HOW TO COMPLETE THIS TASK » Report how many lines contain the word "truck" in the listing that follows. Give nothing besides the number.

-*-

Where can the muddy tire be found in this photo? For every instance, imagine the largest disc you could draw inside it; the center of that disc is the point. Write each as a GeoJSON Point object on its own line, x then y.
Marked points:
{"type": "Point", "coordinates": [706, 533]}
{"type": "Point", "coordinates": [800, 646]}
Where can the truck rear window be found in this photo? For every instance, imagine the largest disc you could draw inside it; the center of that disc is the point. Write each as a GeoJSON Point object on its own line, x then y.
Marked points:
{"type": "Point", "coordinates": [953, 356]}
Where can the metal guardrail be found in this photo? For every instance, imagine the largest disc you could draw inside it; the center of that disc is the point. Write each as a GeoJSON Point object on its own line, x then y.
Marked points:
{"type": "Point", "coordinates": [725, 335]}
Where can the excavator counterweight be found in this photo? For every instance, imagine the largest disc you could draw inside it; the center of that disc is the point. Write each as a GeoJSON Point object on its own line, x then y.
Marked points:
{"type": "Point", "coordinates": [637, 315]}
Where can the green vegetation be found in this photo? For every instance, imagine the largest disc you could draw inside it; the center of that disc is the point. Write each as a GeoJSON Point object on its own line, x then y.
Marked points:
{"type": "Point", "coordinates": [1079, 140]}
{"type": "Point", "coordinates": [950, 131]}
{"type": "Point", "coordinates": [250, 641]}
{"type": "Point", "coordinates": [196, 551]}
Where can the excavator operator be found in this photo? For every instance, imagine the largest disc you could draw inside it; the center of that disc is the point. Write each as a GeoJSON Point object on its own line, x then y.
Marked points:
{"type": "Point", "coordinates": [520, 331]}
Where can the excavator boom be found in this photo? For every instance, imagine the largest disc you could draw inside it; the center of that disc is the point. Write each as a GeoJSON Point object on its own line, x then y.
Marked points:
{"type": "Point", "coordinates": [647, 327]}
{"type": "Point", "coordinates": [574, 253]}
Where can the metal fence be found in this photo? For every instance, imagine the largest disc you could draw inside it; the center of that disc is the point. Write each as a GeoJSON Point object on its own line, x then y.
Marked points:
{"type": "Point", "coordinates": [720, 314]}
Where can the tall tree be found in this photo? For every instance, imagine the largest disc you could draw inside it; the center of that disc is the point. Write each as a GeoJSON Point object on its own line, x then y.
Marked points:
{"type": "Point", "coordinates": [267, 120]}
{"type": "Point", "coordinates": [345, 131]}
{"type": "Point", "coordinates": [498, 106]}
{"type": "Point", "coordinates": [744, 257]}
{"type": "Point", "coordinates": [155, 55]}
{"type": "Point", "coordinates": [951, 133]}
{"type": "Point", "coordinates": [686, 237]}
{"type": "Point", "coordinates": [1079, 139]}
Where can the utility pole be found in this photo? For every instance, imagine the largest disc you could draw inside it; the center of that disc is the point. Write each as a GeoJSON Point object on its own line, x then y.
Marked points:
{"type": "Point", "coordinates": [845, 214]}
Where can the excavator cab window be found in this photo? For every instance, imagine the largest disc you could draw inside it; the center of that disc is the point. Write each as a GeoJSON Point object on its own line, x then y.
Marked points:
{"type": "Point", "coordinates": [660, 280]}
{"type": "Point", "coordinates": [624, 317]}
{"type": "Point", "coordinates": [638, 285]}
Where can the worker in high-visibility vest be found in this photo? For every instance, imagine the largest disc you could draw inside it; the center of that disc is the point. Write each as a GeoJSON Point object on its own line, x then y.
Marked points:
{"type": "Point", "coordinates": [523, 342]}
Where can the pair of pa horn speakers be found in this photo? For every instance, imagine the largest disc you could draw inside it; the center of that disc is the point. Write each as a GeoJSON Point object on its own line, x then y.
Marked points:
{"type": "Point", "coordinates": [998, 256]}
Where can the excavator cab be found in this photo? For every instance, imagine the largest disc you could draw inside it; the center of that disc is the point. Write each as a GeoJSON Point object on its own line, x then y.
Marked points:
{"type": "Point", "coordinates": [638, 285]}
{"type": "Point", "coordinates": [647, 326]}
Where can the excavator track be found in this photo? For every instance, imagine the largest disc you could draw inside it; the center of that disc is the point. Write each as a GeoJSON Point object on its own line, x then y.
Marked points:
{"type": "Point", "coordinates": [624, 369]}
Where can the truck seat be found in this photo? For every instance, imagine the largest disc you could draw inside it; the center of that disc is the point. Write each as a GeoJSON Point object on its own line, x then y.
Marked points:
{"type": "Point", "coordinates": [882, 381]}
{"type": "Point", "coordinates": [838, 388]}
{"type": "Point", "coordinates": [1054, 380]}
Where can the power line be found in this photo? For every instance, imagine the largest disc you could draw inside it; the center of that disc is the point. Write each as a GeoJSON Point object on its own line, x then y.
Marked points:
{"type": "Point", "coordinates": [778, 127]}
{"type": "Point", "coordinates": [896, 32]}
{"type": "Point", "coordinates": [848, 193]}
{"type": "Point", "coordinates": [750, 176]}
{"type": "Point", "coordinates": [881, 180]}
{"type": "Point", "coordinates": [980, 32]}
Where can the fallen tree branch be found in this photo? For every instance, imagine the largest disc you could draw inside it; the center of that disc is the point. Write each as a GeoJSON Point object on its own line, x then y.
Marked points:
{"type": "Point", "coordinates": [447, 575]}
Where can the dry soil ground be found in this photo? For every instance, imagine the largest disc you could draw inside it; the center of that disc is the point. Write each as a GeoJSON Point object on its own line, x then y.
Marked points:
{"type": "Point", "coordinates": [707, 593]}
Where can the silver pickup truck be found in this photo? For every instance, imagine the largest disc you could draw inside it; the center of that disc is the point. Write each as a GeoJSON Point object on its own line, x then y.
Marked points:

-*-

EXERCISE OUTPUT » 3